Re: [PATCH v3 2/5] zswap: make shrinking memcg-aware
From: Yosry Ahmed
Date: Wed Oct 18 2023 - 19:21:49 EST
On Tue, Oct 17, 2023 at 4:21 PM Nhat Pham <nphamcs@xxxxxxxxx> wrote:
>
> From: Domenico Cerasuolo <cerasuolodomenico@xxxxxxxxx>
>
> Currently, we only have a single global LRU for zswap. This makes it
> impossible to perform worload-specific shrinking - an memcg cannot
> determine which pages in the pool it owns, and often ends up writing
> pages from other memcgs. This issue has been previously observed in
> practice and mitigated by simply disabling memcg-initiated shrinking:
>
> https://lore.kernel.org/all/20230530232435.3097106-1-nphamcs@xxxxxxxxx/T/#u
>
> This patch fully resolves the issue by replacing the global zswap LRU
> with memcg- and NUMA-specific LRUs, and modify the reclaim logic:
>
> a) When a store attempt hits an memcg limit, it now triggers a
> synchronous reclaim attempt that, if successful, allows the new
> hotter page to be accepted by zswap.

▶ **INSTRUCTION**:
Based on the zswap patch message above, explain in one to three sentences why having only a single global LRU makes workload-specific shrinking impossible.

▶ **DATA ENTRIES**:
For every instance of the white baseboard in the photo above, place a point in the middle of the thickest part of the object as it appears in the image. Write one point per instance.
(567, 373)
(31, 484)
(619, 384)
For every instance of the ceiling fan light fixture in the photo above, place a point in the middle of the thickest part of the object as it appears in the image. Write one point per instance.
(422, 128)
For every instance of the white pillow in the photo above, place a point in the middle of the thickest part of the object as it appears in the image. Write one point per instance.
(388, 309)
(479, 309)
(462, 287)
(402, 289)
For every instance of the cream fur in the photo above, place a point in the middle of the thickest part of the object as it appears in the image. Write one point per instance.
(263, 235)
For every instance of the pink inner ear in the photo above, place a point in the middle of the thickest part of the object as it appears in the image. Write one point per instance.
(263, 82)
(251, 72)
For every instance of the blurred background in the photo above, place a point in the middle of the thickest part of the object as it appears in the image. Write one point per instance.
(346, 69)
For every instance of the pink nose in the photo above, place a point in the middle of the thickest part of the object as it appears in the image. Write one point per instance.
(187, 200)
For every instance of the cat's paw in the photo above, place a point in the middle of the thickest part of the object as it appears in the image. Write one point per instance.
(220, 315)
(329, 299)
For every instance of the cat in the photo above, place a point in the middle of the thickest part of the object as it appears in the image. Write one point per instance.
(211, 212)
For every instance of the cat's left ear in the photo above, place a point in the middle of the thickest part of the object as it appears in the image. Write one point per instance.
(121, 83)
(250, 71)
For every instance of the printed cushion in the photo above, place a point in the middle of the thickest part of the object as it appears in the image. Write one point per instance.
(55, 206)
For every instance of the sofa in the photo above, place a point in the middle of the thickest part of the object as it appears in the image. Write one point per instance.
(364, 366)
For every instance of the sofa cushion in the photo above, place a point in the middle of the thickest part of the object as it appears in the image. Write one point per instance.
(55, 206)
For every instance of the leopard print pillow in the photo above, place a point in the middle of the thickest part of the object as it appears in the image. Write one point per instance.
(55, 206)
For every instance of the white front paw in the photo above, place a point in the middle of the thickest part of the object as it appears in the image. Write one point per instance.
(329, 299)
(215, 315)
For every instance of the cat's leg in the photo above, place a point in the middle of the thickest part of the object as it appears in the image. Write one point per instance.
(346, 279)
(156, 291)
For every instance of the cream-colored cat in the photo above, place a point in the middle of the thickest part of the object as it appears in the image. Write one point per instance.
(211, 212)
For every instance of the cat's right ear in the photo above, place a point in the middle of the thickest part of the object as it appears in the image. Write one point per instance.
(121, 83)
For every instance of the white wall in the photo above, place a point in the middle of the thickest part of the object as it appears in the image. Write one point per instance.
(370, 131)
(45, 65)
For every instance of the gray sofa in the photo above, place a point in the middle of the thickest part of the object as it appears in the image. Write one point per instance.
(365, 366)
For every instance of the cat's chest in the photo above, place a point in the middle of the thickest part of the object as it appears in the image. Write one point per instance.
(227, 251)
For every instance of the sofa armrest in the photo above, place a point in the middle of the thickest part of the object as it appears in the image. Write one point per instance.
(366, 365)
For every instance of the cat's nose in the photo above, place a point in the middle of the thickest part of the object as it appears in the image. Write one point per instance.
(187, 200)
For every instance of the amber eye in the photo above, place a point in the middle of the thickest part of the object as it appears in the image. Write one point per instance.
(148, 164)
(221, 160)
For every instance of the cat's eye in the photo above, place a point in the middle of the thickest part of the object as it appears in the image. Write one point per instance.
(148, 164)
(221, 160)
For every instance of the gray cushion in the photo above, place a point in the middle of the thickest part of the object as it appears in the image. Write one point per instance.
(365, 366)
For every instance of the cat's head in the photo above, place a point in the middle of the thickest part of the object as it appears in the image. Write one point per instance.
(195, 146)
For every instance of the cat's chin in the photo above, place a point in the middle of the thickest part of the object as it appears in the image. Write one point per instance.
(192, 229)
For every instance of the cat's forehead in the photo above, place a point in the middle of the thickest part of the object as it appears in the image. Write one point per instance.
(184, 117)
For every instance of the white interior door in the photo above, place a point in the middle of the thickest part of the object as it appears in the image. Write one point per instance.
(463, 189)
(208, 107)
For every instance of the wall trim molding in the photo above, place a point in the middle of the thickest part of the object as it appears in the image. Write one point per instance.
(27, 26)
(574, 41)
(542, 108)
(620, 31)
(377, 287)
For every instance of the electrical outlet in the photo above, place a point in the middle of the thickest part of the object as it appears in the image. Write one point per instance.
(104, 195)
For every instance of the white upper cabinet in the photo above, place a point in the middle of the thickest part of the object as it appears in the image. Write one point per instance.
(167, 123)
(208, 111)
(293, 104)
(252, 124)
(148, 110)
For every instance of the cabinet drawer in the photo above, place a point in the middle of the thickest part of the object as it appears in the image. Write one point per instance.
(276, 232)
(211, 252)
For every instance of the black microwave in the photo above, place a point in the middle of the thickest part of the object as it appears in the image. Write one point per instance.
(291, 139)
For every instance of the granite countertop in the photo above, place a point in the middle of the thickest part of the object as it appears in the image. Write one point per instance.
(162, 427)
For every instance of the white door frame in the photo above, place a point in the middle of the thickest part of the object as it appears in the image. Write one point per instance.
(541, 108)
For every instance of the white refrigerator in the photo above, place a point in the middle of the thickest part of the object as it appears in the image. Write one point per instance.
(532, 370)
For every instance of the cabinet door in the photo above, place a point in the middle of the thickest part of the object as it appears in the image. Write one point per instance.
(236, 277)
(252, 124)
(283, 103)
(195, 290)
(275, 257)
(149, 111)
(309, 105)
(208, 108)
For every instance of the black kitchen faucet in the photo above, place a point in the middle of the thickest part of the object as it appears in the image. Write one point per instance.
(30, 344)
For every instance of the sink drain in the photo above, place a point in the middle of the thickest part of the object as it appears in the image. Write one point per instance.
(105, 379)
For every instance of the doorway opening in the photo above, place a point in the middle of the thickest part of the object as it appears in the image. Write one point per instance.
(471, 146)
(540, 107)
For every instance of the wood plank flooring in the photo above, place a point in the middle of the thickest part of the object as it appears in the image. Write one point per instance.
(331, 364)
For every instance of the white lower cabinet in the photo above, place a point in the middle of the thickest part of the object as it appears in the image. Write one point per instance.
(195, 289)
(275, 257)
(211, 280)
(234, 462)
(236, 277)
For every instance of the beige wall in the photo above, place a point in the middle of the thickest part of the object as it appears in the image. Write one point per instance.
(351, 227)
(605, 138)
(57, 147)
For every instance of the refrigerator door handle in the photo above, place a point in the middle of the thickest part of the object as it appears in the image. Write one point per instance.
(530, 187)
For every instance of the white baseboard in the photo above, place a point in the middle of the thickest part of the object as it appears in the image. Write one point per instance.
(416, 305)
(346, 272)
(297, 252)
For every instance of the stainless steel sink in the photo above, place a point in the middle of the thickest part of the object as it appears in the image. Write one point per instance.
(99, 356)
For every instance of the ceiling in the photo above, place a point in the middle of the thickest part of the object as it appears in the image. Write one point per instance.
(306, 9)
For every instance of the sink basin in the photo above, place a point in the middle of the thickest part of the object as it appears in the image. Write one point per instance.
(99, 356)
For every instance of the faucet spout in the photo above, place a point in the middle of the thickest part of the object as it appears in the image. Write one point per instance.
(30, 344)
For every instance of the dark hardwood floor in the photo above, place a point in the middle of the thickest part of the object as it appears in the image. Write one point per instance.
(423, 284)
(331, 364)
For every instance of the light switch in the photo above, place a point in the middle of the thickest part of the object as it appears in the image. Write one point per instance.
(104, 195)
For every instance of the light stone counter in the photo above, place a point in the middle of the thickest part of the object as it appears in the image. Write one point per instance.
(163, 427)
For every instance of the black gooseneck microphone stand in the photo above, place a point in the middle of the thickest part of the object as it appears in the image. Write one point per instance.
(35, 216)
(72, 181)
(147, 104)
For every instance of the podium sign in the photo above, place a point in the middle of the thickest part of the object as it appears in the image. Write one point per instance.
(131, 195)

▶ **EXERCISE OUTPUT**:
With a single global LRU, a memcg cannot determine which pages in the zswap pool it owns. As a result, when it shrinks the pool, it often ends up writing pages that belong to other memcgs.